_The task_
Reproduce the part of the records that opens with the line containing "point: weathered wood surface" and runs through the end of the records, requests included. Multiply every coordinate in the answers by 2.5 and round it to a whole number with halves up, and omit the pictures.

Records:

↓↓↓

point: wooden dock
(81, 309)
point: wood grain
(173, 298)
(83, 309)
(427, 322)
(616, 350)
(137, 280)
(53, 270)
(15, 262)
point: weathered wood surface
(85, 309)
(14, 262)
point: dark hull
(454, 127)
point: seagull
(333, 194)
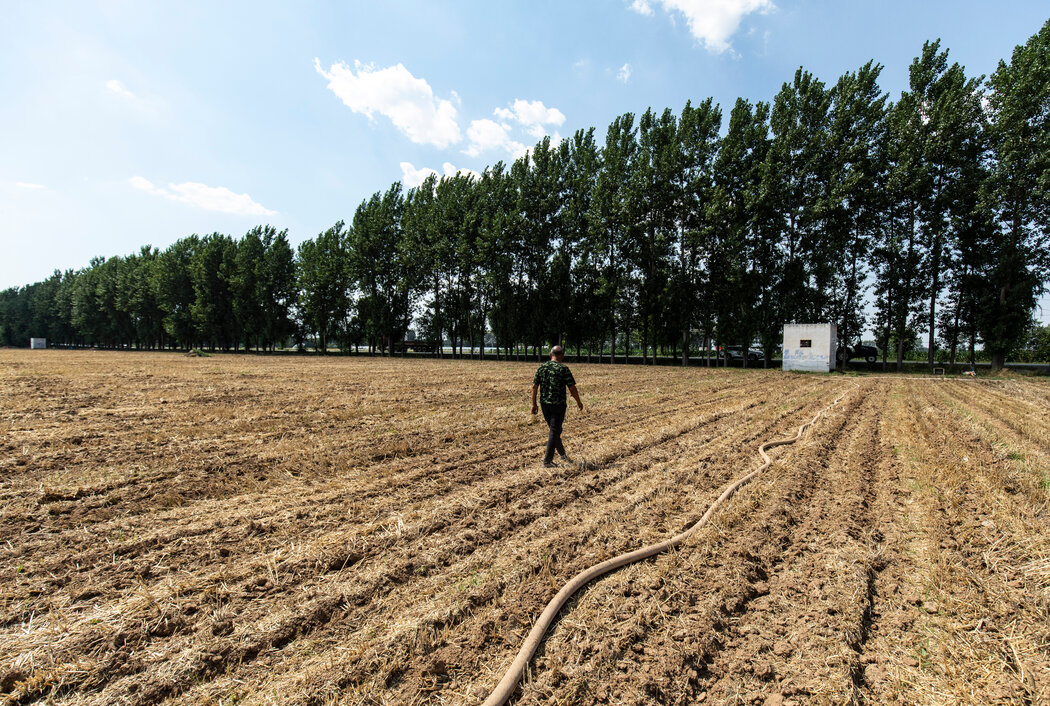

↑↑↑

_Solution_
point: weathered wood surface
(213, 773)
(35, 655)
point: dark hull
(1135, 318)
point: seagull
(833, 485)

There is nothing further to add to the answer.